How to complete this task: From the listing below, pull out every line where the string "distant" appears.

Given information:
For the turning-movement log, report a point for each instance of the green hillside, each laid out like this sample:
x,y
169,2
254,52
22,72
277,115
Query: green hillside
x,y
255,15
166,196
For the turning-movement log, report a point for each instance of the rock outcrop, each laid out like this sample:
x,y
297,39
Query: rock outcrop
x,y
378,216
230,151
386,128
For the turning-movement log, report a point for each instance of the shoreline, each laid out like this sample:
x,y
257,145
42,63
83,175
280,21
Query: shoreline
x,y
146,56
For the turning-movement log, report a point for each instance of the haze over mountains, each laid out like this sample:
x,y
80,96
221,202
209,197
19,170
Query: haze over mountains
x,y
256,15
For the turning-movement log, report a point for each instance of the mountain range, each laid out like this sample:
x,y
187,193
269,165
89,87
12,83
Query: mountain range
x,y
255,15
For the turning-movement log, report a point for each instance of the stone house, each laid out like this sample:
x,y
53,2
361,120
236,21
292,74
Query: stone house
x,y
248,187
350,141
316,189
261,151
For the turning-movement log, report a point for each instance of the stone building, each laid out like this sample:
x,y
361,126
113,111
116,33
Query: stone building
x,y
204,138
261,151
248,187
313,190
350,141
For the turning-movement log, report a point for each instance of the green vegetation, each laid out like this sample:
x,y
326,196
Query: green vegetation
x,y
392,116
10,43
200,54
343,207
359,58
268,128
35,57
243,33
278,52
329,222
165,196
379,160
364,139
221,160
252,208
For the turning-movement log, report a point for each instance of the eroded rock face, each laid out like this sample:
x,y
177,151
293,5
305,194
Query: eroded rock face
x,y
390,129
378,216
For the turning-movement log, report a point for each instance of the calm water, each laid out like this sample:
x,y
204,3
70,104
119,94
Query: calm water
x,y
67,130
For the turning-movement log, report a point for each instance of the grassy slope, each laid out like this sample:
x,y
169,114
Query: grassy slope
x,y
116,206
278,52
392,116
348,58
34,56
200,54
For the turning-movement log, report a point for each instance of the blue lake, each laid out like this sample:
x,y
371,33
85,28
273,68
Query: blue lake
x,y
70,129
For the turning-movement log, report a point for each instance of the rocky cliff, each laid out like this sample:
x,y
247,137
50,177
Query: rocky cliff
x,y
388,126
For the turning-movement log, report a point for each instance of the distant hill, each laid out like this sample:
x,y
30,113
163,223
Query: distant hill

Solution to the problem:
For the turning-movement log, report a point for each instance of the distant hill, each laid out like this sample:
Query: distant hill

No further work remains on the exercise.